### Document
At 51 nautical miles from Piraeus, Spetses is the southern-most of the Saronic Islands. It has an area of 25.5km2, with its sole road, tracing the perimeter of the island, measuring 24km in length. The population of the island numbers around 4,000, the most of whom are to be found in the main settlement on the island, Spetses Town which spreads out over an area of around 4km along the coast. There are also a small number of summer houses and one or two hotels around the area of Ayios Anargyrios, on the opposite side of the island.
The first thing we see as the boat approaches Spetses is the white town with its red-tiled roofs, set against a back-drop of pine trees. Starting in the western corner, we can make out the 'Engineers' Settlement', elevated above the College, the Spetses Hotel, and the bay of Kounoupitsa, which is filled with boats and caiques. Coming in towards the town, there is the old Daskalaki Factory, now the Nisia Hotel, the imposing grandeur of the Possidonion Hotel (built in 1914, it's the oldest hotel on the Greek Islands), and the main harbour of the island, the Dapia, which literally translated means, the Fortress.
Spetses' architecture owes much to its sometime Venetian overlords, who brought with them Italian finesse, attention to detail and many Arab craftsmen who, in their turn, left their mark on the buildings of the island. Thanks to some (for once) sensible legal restraints, it is strictly forbidden to build modern and high-rise buildings. The beauty of the island today is also greatly indebted to the clause which the great benefactor, Sotirios Anargyros, added to his bequests to the islanders. Between 1913 and 1923, he had methodically bought up over 45% of the total island area, and this he left to the island of Spetses, with the prerequisite that the pine forest area ( he had re-planted around 100,000 trees during his lifetime), would never be built upon.

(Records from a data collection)
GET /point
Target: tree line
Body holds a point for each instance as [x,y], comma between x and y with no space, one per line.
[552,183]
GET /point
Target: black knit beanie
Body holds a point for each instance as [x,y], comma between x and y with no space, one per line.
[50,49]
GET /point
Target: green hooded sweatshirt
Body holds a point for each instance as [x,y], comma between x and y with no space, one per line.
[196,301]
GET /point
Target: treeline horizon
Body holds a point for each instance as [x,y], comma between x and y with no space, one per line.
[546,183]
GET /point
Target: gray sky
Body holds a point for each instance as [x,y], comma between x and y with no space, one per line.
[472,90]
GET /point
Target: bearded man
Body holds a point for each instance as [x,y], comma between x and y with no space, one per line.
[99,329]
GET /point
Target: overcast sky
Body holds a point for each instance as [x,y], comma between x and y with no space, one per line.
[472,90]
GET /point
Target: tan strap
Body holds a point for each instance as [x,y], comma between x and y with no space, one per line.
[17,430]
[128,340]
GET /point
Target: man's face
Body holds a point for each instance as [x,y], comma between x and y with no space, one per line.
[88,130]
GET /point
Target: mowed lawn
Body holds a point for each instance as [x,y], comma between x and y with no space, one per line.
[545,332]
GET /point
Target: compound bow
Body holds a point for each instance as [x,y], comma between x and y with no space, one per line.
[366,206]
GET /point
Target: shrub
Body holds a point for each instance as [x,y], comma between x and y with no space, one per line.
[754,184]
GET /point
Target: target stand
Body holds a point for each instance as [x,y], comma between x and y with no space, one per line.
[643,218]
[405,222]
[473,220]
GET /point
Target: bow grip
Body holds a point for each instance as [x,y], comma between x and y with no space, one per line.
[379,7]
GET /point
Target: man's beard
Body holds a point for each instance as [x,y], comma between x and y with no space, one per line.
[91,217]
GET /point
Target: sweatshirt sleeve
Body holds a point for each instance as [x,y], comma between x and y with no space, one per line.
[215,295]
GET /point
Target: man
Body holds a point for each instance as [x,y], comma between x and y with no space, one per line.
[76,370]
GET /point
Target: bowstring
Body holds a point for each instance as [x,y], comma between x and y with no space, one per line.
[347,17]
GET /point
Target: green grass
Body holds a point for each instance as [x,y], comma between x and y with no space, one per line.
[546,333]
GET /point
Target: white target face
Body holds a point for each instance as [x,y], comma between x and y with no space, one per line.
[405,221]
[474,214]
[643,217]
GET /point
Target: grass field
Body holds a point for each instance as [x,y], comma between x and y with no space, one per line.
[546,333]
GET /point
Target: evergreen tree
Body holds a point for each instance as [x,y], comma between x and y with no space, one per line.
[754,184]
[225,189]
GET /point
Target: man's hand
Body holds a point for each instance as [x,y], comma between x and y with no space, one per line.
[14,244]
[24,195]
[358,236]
* * *
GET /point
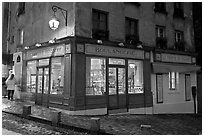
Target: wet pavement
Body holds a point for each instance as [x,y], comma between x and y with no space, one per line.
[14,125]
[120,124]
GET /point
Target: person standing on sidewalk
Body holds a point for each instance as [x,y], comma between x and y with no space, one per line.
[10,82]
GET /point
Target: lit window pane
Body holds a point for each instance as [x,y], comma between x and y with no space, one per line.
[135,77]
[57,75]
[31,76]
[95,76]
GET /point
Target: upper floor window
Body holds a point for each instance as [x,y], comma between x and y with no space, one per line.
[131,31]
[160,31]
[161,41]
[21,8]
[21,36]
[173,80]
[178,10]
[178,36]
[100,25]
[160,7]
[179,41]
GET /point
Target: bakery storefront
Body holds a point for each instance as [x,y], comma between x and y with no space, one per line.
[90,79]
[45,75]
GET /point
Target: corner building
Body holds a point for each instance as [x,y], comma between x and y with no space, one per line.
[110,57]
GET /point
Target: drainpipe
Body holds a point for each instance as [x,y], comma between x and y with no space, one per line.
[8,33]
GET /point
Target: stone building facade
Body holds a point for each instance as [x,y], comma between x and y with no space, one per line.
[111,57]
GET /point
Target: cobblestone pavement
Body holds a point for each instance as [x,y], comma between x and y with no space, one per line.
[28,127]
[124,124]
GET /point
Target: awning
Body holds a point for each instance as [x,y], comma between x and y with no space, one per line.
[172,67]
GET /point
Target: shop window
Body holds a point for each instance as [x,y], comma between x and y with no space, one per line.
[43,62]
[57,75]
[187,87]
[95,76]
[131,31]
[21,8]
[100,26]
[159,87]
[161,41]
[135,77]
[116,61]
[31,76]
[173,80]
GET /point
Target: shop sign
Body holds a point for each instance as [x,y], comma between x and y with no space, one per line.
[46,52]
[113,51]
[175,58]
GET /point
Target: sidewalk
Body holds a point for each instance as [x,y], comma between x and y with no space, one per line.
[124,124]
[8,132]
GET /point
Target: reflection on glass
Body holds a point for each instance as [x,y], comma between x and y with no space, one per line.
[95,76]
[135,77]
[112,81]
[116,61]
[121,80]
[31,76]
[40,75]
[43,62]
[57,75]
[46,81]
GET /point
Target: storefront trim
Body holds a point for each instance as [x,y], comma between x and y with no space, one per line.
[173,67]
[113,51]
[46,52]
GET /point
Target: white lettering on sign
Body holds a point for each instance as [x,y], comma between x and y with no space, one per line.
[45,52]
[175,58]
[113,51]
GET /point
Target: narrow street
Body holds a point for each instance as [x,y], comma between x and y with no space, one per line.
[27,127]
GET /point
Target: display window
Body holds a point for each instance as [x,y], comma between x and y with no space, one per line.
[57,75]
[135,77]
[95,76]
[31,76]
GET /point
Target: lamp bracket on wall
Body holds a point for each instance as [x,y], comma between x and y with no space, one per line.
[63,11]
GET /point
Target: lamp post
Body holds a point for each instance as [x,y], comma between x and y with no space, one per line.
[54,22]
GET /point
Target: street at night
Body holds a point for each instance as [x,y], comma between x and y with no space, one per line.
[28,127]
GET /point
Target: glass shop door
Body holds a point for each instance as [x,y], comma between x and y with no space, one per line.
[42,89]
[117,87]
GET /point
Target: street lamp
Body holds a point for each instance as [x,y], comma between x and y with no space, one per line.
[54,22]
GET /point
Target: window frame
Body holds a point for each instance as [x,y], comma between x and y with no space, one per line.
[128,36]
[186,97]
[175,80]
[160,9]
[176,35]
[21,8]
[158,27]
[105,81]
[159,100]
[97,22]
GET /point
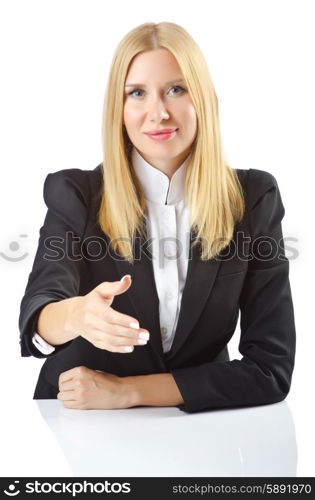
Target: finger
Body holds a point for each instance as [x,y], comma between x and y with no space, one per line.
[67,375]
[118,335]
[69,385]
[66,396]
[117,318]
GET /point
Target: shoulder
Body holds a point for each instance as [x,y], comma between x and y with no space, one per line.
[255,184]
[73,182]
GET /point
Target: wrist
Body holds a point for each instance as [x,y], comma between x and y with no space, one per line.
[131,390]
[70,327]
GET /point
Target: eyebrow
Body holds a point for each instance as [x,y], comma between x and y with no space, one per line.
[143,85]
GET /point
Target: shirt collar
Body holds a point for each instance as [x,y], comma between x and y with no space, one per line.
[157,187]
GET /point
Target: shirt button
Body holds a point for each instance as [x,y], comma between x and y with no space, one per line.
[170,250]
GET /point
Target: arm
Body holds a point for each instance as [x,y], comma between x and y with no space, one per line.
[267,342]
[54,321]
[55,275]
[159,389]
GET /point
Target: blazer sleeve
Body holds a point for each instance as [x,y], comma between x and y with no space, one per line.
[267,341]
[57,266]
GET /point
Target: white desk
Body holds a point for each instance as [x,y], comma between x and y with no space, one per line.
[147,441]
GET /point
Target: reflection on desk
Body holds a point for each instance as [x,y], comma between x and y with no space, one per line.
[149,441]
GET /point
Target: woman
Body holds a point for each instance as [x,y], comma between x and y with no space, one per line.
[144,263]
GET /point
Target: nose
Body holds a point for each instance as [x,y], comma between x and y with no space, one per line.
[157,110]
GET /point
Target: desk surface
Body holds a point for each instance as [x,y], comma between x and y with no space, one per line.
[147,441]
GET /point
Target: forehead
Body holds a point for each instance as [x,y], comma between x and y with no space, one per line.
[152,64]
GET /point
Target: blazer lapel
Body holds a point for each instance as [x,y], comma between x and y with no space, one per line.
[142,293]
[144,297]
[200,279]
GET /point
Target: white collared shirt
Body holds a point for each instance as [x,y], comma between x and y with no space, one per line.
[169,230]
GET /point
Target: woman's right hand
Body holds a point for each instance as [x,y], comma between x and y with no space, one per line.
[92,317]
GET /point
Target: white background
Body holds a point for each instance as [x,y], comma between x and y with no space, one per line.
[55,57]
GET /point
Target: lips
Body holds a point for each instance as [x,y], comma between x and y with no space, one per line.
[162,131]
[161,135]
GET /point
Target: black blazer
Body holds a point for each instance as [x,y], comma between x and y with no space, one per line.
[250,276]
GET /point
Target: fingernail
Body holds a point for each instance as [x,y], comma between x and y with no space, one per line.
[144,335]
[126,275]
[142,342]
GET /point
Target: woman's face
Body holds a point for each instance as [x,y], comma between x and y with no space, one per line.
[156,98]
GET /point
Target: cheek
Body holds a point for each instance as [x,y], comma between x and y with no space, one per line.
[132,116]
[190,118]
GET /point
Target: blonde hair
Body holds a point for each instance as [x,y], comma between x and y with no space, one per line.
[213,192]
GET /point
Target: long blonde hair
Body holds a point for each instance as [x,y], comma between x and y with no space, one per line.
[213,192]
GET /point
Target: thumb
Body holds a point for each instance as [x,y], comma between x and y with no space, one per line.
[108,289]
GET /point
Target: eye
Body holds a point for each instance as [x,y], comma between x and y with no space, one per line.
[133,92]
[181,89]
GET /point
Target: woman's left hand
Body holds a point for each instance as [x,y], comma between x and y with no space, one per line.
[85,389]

### Complete the following
a) Name every hotel that the Spetses passage mentions by name.
b) According to the Spetses passage, what share of the island's total area did Sotirios Anargyros buy between 1913 and 1923?
c) Write out the portion of the Spetses passage starting with "The first thing" and going on through "means, the Fortress.".
These records come from a different source than the Spetses passage.

### Written answers
a) Spetses Hotel, Nisia Hotel, Possidonion Hotel

b) Over 45%.

c)
The first thing we see as the boat approaches Spetses is the white town with its red-tiled roofs, set against a back-drop of pine trees. Starting in the western corner, we can make out the 'Engineers' Settlement', elevated above the College, the Spetses Hotel, and the bay of Kounoupitsa, which is filled with boats and caiques. Coming in towards the town, there is the old Daskalaki Factory, now the Nisia Hotel, the imposing grandeur of the Possidonion Hotel (built in 1914, it's the oldest hotel on the Greek Islands), and the main harbour of the island, the Dapia, which literally translated means, the Fortress.